SHORT TASK 1
List every line in the entries that contains the string "column". Case must match.

By the time he was 18, Maradona had won the Argentine championship, and his transfer to the higher-paid European leagues seemed inevitable. He was sold to the Spanish team Barcelona in 1982 for a then-record $8 million, but before he could start playing in Spain, he would have to help defend Argentina's world title in World Cup Spain '82. It was not to be Maradona's tournament. Distracted by the Falklands War, the Argentine team went down quietly in the second round and its star player's luster seemed to fade.
His two years in Spain were marred by a bout of hepatitis and a fractured ankle that sidelined him for several months. In between, he managed to lead Barcelona to the 1983 Spanish Cup.
In 1984, he was transferred to Napoli of the Italian league, host to the world's best-paid soccer players. In his six years there, Maradona turned a perennial loser from one of Italy's poorest regions into a dynasty, winning a total of five Italian and European tournaments. For that, he became a hero of the Italian working class and was rewarded with an endorsement portfolio that rivaled Michael Jordan's.
But the kid from Villa Fiorito proved to be ill-prepared for life in the fishbowl. Everywhere he went, he was mobbed by fans. Italian newspapers reported rumors that he was taking drugs and was friendly with the Mafia. He was hit with a paternity suit. He partied at discos and gained weight. His play on the field suffered. Off the field, in the social event of 1989 in Argentina, he went home and married his high school sweetheart, Claudia Villafane, with whom he already had two daughters. But for staging such a lavish gathering-he chartered a plane to bring his friends from Italy and rented a boxing hall for the reception-he was criticized in newspapers all over the world for his flamboyant ways.
As far as Argentines were concerned, all was forgiven when he captained the national team to an unexpected second-place finish in the 1990 World Cup.
Maradona considers eliminating host Italy in the semifinals that year the most important day of his career. As he recalled that game at the hotel bar, the skin on his arms broke out in goose bumps.
"Look," he said, "the allure of your flag is the most beautiful itch you will ever feel. When (Italian fans) tore up our flag in front of the hotel window before the Italy game, I can't explain what was going on inside me." He paused.
He leaned forward, raised his eyebrows, and said in a grave, slow monotone: "I wanted to beat them. I wanted to leave them out of their own World Cup."
Nursing a torn muscle ("I shouldn't have even played in that game"), Maradona went on to assist on the game-tying goal and score the game-winning penalty kick. Afterward, he said, he rushed back to the hotel to kiss the new flag that hung from his window.

LISTING
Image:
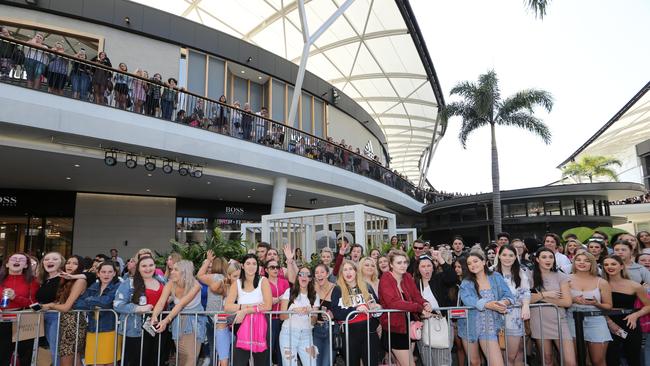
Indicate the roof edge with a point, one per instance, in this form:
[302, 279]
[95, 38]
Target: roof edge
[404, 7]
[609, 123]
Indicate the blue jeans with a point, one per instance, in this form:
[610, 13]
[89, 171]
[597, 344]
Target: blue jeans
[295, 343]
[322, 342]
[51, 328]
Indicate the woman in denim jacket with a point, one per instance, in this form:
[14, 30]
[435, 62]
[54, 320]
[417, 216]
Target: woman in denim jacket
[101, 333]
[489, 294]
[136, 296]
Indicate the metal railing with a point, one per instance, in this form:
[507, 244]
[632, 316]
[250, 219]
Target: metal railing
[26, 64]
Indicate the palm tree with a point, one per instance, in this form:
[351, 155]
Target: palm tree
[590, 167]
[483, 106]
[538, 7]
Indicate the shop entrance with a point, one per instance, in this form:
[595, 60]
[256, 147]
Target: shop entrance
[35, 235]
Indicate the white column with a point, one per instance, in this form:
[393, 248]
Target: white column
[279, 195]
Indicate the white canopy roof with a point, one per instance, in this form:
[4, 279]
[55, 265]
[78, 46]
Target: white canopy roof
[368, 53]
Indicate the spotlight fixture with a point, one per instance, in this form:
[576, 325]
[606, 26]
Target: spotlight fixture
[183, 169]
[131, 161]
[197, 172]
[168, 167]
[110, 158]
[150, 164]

---

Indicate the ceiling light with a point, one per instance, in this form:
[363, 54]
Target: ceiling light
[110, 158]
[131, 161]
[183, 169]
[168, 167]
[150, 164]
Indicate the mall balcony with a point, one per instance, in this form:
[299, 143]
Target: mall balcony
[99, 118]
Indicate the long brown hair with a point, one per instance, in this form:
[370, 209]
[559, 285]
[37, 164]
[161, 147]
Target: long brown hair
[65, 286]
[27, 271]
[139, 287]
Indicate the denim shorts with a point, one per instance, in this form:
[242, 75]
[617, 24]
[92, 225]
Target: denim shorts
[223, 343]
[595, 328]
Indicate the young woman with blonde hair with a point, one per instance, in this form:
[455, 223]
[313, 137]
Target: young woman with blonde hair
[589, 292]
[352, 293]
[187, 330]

==

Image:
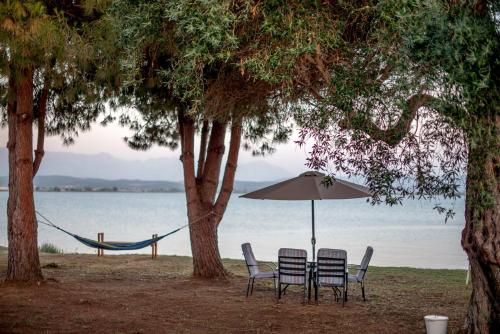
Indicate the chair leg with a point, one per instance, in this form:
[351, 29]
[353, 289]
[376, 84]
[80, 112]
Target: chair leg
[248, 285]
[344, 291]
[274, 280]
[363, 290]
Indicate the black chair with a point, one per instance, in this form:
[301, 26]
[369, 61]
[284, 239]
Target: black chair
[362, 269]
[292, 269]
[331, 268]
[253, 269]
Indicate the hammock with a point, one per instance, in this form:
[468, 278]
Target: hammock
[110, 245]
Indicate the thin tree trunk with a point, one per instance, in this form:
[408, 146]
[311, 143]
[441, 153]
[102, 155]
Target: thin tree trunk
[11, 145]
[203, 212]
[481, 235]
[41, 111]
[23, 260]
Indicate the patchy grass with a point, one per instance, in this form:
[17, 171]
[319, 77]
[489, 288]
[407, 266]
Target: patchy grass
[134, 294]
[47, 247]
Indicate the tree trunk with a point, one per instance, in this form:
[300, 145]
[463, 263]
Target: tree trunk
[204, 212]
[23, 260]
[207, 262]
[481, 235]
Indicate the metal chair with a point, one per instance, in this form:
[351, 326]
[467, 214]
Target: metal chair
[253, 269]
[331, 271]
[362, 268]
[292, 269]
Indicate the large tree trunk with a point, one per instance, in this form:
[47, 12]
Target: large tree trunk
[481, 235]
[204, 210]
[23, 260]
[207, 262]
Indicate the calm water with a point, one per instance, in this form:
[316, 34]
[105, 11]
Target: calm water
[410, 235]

SHORT TASK 2
According to the Maradona article, whom did Maradona marry in 1989?

WRITTEN REPLY 1
Indicate the white column with a point, one per instance, in this form:
Target: white column

WRITTEN REPLY 2
Claudia Villafane, his high school sweetheart.